Work instructions.
The data must be returned exactly. No line may be left out.
Segment Start: Exercise materials
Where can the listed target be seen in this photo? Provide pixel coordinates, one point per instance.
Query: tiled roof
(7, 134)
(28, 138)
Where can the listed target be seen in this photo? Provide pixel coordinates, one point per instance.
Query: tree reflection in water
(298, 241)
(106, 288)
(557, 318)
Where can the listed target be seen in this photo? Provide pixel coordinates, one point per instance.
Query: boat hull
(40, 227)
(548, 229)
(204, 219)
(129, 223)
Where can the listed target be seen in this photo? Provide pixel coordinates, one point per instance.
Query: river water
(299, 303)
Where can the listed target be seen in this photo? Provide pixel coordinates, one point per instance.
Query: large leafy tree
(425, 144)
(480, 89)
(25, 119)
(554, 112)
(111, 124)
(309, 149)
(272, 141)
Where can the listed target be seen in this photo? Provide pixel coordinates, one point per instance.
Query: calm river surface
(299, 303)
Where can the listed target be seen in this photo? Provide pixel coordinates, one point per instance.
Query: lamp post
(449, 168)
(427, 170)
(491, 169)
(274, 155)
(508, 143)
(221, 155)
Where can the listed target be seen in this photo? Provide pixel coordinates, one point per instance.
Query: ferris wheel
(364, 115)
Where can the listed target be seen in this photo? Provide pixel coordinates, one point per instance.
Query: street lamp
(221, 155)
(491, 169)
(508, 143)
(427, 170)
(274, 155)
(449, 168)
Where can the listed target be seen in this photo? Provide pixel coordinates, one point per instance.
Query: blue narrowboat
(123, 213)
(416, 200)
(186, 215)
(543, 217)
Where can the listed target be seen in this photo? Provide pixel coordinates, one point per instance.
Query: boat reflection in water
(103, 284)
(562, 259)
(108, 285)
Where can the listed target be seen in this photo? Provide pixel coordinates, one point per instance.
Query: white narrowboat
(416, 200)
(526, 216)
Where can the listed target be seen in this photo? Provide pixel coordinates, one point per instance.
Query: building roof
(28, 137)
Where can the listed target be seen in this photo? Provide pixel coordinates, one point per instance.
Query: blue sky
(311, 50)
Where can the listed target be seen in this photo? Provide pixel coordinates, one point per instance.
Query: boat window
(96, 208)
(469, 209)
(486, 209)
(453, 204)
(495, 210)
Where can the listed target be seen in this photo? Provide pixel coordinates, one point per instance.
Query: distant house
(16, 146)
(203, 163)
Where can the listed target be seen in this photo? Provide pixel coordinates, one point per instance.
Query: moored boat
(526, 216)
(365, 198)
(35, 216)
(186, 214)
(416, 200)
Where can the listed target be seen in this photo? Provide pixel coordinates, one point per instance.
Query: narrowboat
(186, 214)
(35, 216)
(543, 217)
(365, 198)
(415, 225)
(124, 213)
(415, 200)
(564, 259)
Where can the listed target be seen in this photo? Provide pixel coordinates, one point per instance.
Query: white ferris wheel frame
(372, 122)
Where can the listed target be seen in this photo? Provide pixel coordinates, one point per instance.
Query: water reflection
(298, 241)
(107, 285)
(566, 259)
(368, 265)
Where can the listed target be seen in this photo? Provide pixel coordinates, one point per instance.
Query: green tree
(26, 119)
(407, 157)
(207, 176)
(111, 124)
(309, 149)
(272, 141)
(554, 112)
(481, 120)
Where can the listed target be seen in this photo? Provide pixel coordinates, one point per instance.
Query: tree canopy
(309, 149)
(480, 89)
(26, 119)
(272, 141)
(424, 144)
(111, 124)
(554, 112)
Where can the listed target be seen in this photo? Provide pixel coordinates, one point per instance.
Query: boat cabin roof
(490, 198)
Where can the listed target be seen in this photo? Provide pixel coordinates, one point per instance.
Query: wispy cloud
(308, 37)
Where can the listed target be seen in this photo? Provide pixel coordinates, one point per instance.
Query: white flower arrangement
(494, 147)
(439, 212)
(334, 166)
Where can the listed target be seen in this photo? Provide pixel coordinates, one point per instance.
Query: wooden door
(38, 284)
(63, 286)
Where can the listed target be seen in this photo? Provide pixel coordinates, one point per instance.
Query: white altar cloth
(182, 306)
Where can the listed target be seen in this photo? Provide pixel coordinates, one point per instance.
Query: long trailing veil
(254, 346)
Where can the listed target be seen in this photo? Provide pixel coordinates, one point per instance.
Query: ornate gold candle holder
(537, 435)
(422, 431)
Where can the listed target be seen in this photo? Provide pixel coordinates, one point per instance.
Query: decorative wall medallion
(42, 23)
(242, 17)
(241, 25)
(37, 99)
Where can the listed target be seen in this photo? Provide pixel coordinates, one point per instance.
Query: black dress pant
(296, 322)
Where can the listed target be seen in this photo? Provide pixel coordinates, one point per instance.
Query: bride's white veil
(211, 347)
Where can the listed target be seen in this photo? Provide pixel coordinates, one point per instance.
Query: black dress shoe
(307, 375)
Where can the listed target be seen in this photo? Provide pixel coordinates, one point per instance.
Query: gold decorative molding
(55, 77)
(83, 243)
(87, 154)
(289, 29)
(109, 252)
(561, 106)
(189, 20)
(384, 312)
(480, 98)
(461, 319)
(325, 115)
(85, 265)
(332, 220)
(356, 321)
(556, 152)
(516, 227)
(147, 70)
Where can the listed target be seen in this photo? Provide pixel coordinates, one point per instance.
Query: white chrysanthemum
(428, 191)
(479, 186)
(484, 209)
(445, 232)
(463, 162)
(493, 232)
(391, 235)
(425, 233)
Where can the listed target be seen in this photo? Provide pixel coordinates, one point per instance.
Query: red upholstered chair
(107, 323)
Segment End: Exercise materials
Task result.
Where can the listed target be seen in this photo? Provide pixel coordinates, one point per instance.
Query: tiled roof
(7, 134)
(28, 138)
Where can the listed target be seen in this photo? Provide pixel coordinates, one point per instance.
Query: tree reflection in water
(298, 241)
(106, 288)
(557, 318)
Where can the listed target be seen in this photo? Provide pixel coordinates, one point per instance.
Query: boat hull
(40, 227)
(548, 229)
(204, 219)
(129, 223)
Where can the listed target be seen in this photo? Provide pixel coordinates, one point per instance.
Query: river water
(299, 303)
Where can the listed target be seen in this photo? Provide pixel coordinates, one point per instance.
Query: large leafy tree
(425, 144)
(480, 89)
(25, 119)
(554, 112)
(111, 124)
(309, 149)
(272, 141)
Where can the listed target be seen in this photo? Provide pixel coordinates, one point per instance.
Query: calm river surface
(299, 303)
Where can the listed target be seen in this photo? Provide pixel coordinates, one point per instance.
Query: lamp post
(449, 168)
(427, 170)
(491, 169)
(274, 155)
(508, 143)
(221, 155)
Where can the listed target be seen in this photo? Provide pixel coordinates, one point per instance.
Query: ferris wheel
(364, 115)
Where can the listed target be seen in this photo? Provide pixel coordinates, one point per instance.
Query: street lamp
(221, 155)
(491, 169)
(508, 143)
(427, 170)
(274, 155)
(449, 168)
Where can the listed target be seen in this photo? Provide pixel coordinates, one point per instance.
Query: blue narrowboat
(123, 213)
(416, 200)
(186, 215)
(543, 217)
Where can the listed target be seen in this photo? Provide pixel coordinates, one point per instance.
Query: boat reflection in water
(103, 284)
(562, 259)
(108, 285)
Where can the listed target be seen in this photo? Provide pixel coordinates, one point per instance.
Query: white narrowboat
(416, 200)
(526, 216)
Where can the listed target be seen in this photo? Provide pixel coordinates, one point per instance.
Query: building roof
(28, 137)
Where can the listed target be seen in this photo? Provide pixel coordinates, one point per instance.
Query: blue sky
(311, 50)
Where can the listed target be seen in this photo? Provide pixel coordinates, one point per instance.
Query: boat window
(96, 208)
(469, 209)
(486, 209)
(453, 204)
(495, 210)
Where can the listed target be seen in this photo? Provide pixel coordinates, one point per instance.
Query: distant house
(16, 146)
(203, 163)
Where can the listed target be seen in this photo? Provide pixel coordinates, one point per instance.
Query: moored boat
(526, 216)
(365, 198)
(35, 216)
(186, 214)
(416, 200)
Where can the listed target be seen in this photo? Provide pixel coordinates, one point per instance.
Query: narrowboat
(186, 214)
(35, 216)
(543, 217)
(365, 198)
(415, 225)
(124, 213)
(415, 200)
(564, 259)
Where can the listed target be seen in this photo? Provide pixel coordinates, one point per instance.
Query: white ferris wheel frame
(372, 122)
Where can the listed target be seen in this photo? Provide pixel coordinates, one point per instance.
Query: water reflection
(298, 241)
(107, 285)
(566, 259)
(368, 265)
Where can the listed target be seen in this photo? Provide pixel coordinates, one point per instance.
Query: green tree
(26, 119)
(407, 157)
(207, 176)
(111, 124)
(309, 149)
(272, 141)
(554, 112)
(481, 120)
Where can the listed target be seen in this photo? Provide pixel coordinates, one point per instance.
Query: tree canopy
(309, 149)
(480, 89)
(26, 119)
(272, 141)
(424, 144)
(111, 124)
(554, 112)
Where can the listed target be seen in this photo? Provide pixel coordinates, one point per instance.
Query: boat cabin roof
(490, 198)
Where can the listed target be seen in this photo? Provide pixel coordinates, one point per instance.
Query: wispy cloud
(308, 37)
Where can the listed target be seen in this photo? Provide pixel coordinates, one point per instance.
Query: white flower arrangement
(494, 147)
(439, 212)
(334, 166)
Where can the listed target be seen in this photo? Provide pixel coordinates, one point per instance.
Query: wooden door
(38, 284)
(63, 286)
Where can the listed target be seen in this photo? Provide pixel coordinates, one point per instance.
Query: white altar cloth
(182, 306)
Where can the listed target be seen in this photo? Provide pixel coordinates, one point per instance.
Query: long trailing veil
(254, 346)
Where can the listed target be seen in this photo? Provide pixel coordinates, one point per instance.
Query: ornate gold candle holder
(537, 435)
(422, 431)
Where can the listed target be seen in this photo? Provide pixel coordinates, one point per instance.
Query: decorative wall medallion
(42, 23)
(242, 17)
(241, 25)
(37, 99)
Where can the listed target be seen in this photo? Provide pixel coordinates, one point per instance.
Query: black dress pant
(296, 322)
Where can the listed target be seen in this photo? Provide pixel coordinates, one point per instance.
Query: bride's white veil
(211, 347)
Where can the listed target be seen in this photo? Provide pixel coordinates, one point per instance.
Query: black dress shoe
(307, 375)
Where can the listed target be seen in this photo? Provide pixel coordinates, one point per instance.
Query: gold decorative molding
(55, 77)
(83, 243)
(87, 154)
(289, 29)
(109, 252)
(561, 106)
(189, 20)
(384, 312)
(480, 98)
(461, 319)
(325, 115)
(85, 265)
(332, 220)
(356, 321)
(556, 152)
(516, 227)
(147, 70)
Where can the listed target be seen in this photo? Provide pixel coordinates, one point per instance.
Query: white chrysanthemum
(428, 191)
(479, 186)
(484, 209)
(445, 232)
(463, 162)
(493, 232)
(391, 235)
(425, 233)
Where can the listed target be seen in this photo? Provide pixel coordinates, one point per instance.
Query: red upholstered chair
(107, 323)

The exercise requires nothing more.